* WHAT THE EXERCISE ASKS *
Each line from the one that contains "Where can the white cloud" to the end of the material must be set down exactly, and no line before it.
....................
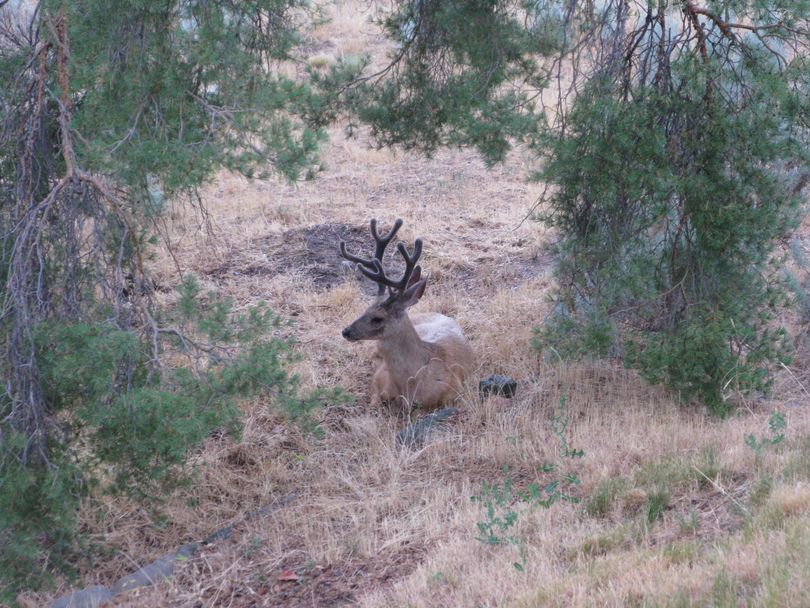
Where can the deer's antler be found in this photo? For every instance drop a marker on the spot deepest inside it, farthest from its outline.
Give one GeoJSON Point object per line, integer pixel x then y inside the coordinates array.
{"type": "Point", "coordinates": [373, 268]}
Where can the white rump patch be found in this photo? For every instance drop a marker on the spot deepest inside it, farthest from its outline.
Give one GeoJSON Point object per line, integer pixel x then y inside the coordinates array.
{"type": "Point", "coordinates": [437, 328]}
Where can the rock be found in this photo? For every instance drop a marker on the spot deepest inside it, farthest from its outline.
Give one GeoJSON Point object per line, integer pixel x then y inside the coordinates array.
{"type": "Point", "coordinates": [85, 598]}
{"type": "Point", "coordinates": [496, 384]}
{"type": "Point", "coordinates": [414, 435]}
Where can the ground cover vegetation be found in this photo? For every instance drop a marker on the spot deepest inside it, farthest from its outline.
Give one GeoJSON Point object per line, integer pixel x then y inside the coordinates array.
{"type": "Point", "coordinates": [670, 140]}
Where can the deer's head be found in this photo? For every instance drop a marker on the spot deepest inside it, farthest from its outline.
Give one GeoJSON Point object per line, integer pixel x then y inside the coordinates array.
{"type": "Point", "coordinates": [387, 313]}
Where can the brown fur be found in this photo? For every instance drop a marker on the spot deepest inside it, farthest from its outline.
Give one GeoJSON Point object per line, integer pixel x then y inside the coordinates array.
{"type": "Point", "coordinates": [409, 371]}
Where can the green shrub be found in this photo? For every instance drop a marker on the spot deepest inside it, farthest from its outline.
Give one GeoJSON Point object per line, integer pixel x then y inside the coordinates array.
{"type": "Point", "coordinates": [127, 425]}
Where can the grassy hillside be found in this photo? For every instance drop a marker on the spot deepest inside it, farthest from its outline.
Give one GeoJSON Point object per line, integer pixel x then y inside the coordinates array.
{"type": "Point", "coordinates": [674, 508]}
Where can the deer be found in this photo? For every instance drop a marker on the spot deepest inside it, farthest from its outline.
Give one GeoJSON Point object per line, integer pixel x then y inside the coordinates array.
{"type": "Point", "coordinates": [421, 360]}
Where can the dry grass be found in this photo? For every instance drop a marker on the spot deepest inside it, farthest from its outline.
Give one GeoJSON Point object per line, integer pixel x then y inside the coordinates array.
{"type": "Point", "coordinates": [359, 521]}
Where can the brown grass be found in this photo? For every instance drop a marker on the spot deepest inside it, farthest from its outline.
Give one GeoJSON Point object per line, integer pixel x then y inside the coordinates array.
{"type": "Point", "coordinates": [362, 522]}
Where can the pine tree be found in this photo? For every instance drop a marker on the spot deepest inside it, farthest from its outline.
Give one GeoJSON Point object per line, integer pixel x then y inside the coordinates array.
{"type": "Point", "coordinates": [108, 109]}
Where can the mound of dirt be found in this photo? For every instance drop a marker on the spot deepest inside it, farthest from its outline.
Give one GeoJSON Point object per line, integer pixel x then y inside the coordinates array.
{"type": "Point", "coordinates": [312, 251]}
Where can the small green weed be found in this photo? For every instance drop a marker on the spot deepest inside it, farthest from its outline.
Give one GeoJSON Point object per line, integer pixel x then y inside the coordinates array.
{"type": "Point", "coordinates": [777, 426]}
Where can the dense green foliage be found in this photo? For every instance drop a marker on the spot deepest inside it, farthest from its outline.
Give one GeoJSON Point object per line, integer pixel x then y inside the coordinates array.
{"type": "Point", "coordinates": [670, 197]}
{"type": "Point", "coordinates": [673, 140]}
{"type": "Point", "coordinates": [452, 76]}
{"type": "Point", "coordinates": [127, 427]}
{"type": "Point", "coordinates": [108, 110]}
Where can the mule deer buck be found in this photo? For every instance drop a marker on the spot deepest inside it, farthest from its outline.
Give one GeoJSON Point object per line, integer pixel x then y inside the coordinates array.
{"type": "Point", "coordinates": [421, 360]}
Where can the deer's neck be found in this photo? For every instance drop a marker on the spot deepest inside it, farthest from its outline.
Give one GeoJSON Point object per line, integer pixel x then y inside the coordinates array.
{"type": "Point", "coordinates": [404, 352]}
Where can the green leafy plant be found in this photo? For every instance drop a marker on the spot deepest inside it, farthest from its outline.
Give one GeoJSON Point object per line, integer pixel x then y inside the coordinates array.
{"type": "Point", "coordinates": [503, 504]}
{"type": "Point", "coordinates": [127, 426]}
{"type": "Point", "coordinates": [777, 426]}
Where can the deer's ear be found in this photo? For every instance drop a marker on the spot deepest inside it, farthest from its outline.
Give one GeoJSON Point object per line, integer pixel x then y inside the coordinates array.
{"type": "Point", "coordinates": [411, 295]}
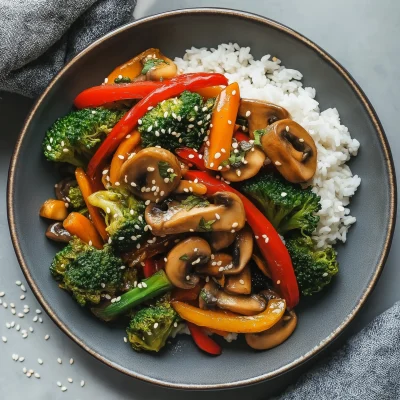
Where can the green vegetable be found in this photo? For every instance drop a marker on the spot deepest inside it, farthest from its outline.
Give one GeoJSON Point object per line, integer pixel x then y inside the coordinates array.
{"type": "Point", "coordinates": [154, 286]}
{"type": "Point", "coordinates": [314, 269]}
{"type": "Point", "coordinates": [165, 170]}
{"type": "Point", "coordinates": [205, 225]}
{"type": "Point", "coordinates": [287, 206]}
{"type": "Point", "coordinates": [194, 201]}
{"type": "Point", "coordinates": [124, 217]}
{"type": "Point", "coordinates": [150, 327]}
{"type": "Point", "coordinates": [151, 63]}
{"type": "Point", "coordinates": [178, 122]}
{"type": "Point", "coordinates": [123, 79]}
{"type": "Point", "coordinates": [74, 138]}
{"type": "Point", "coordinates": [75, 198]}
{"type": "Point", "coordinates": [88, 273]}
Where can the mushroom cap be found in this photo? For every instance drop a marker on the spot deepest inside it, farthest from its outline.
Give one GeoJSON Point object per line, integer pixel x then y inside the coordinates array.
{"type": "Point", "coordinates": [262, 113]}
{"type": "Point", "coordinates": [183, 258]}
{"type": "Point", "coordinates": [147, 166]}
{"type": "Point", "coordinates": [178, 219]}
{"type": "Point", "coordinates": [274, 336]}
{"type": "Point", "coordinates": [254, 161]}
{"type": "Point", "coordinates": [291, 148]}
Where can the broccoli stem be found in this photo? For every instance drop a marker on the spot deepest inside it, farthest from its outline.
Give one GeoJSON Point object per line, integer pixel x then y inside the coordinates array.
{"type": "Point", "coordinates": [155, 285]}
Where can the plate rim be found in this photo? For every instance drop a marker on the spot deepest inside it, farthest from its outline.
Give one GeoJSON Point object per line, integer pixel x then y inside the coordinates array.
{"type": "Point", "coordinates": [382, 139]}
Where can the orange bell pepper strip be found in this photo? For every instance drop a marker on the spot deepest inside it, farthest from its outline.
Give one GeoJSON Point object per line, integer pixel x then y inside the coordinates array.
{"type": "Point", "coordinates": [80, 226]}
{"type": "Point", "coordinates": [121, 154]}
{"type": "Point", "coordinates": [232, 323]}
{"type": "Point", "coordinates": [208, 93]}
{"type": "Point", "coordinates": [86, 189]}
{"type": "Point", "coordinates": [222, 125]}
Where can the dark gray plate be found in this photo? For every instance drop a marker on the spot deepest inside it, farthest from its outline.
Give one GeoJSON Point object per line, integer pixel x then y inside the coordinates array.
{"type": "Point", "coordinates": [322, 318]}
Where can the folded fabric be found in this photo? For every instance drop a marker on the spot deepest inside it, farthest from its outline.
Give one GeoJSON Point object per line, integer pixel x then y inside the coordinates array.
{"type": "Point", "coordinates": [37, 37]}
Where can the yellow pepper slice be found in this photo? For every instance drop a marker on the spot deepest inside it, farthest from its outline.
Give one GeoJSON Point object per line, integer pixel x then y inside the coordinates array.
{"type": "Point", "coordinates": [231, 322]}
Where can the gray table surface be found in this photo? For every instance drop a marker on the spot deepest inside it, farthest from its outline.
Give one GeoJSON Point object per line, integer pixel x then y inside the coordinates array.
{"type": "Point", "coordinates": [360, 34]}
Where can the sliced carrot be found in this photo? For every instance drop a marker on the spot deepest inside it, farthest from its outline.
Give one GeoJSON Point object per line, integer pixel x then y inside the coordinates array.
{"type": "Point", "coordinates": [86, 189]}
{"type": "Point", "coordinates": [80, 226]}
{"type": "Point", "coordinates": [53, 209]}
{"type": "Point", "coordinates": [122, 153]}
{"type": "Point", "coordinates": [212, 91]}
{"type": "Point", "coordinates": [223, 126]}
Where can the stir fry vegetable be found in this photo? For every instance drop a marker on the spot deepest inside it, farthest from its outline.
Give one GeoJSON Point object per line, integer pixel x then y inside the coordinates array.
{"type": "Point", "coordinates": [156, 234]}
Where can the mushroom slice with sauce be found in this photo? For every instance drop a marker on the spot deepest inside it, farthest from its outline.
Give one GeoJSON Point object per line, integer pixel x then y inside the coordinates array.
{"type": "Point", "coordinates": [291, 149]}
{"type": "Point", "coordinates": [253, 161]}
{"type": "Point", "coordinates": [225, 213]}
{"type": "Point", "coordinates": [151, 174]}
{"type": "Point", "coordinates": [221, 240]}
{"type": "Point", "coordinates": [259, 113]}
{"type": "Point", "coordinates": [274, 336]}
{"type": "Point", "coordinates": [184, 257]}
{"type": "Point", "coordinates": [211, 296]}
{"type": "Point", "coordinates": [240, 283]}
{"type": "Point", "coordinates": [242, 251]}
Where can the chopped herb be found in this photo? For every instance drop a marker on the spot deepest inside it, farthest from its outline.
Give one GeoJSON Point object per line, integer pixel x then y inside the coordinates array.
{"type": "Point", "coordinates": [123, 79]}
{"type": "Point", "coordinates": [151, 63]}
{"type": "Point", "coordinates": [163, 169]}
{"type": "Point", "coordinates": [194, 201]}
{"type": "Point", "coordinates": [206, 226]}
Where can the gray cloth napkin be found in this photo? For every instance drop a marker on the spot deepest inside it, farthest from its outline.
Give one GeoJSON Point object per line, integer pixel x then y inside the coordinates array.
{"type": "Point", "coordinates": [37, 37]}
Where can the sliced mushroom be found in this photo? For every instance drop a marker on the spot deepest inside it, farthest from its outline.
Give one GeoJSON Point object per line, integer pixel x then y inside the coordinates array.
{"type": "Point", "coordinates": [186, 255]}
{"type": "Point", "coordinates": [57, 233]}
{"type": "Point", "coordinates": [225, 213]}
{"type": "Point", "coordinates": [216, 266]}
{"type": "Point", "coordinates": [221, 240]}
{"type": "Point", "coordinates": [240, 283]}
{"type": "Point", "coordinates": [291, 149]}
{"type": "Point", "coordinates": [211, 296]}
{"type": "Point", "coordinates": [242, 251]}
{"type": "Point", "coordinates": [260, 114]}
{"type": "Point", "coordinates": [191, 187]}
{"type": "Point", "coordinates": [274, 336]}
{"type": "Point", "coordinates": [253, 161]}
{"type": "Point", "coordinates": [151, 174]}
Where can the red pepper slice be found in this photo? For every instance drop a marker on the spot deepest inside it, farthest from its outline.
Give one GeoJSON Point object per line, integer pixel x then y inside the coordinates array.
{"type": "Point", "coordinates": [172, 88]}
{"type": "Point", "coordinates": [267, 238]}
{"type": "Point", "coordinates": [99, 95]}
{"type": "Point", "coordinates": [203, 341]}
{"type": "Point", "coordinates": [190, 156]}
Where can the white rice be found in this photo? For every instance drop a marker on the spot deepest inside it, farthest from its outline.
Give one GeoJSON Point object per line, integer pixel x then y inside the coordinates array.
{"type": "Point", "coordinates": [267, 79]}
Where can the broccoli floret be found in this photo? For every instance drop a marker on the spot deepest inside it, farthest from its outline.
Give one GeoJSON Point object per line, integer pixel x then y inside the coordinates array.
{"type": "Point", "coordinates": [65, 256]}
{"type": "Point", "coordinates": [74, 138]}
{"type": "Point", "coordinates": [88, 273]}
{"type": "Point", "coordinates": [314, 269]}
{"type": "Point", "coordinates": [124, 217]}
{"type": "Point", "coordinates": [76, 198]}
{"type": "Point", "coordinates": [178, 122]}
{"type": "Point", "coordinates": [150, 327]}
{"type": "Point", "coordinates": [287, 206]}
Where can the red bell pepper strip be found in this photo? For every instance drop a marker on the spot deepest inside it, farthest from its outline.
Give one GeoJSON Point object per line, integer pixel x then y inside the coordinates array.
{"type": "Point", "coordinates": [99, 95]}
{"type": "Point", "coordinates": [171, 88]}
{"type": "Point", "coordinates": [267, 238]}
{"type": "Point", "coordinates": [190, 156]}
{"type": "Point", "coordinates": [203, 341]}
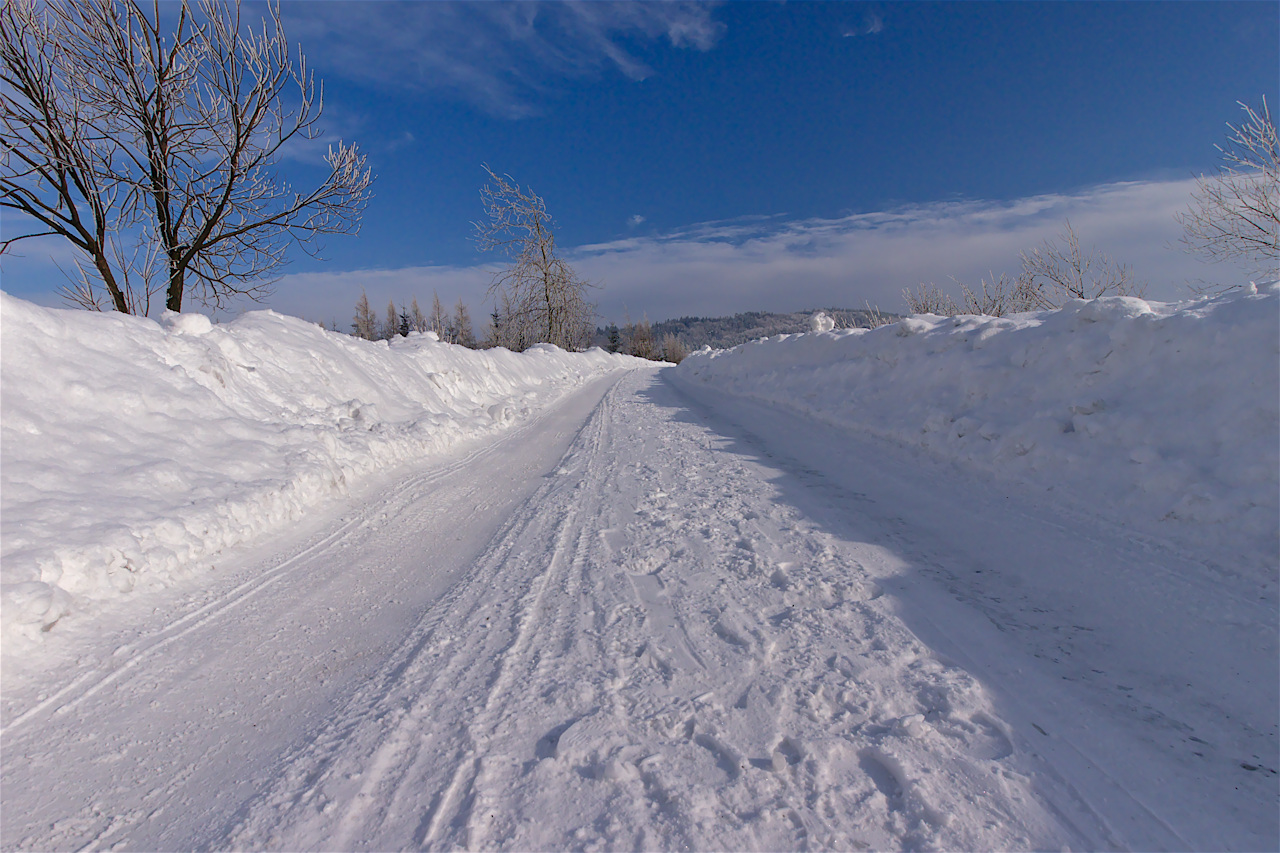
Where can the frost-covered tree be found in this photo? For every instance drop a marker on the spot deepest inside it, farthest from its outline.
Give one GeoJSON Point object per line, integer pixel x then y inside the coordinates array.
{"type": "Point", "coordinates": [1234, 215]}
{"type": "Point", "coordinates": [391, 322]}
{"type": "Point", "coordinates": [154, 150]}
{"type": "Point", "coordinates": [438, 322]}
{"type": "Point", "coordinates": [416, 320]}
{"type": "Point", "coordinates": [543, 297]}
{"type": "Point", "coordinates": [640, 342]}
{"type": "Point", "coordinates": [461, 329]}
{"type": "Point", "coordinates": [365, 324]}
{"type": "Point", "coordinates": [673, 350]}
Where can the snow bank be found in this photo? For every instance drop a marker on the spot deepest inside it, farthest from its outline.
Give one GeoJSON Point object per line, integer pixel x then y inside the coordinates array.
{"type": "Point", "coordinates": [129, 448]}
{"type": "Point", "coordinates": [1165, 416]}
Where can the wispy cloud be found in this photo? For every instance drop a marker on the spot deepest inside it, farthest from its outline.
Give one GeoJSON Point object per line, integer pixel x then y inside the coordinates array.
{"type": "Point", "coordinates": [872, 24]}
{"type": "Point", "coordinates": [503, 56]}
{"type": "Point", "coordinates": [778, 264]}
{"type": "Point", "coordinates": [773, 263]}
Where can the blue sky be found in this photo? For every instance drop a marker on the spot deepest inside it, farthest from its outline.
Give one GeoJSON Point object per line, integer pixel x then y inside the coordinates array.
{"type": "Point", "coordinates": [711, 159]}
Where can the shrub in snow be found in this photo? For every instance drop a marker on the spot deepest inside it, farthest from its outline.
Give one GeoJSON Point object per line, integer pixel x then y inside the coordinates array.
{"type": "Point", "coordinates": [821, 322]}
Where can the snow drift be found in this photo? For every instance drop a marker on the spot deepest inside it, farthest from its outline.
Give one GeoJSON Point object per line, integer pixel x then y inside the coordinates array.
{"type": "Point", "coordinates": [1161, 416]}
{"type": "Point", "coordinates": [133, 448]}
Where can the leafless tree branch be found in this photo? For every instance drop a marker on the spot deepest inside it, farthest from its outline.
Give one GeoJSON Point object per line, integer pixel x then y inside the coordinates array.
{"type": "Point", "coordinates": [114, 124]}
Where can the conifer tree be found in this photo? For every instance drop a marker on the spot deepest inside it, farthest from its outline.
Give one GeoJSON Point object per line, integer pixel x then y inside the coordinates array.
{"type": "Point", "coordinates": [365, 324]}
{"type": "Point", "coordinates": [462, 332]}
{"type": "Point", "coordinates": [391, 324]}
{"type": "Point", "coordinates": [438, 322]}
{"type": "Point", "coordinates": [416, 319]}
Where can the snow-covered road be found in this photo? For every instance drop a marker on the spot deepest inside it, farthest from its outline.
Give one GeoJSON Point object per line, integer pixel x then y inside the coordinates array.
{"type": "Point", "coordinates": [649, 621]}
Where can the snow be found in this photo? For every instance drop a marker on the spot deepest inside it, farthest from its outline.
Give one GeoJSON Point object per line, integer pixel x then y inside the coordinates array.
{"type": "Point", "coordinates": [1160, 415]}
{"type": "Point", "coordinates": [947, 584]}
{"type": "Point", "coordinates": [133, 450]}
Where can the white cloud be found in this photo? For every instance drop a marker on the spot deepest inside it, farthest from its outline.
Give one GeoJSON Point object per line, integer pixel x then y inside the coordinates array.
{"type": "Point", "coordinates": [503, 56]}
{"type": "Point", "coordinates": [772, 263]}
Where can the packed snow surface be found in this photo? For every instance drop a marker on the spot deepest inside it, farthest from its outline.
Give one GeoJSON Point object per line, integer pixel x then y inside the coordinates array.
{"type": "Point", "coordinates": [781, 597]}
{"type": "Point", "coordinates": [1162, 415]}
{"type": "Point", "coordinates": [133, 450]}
....................
* THE RESPONSE *
Where can the white cloud be found in this photo? For every instance drop a marker on the spot deepest inside it, farthest from its outline.
Give one GeoJSON Point object per line, integer pixel x then y inside the coordinates array.
{"type": "Point", "coordinates": [503, 56]}
{"type": "Point", "coordinates": [772, 263]}
Where can the packed snow surface be found in this photo? For every instance drop a marker on the spot deepest inside it, farthest from its outline.
Give one GeoJSON Point object per line, integer pixel x then y inside the coordinates array.
{"type": "Point", "coordinates": [781, 597]}
{"type": "Point", "coordinates": [1162, 415]}
{"type": "Point", "coordinates": [133, 450]}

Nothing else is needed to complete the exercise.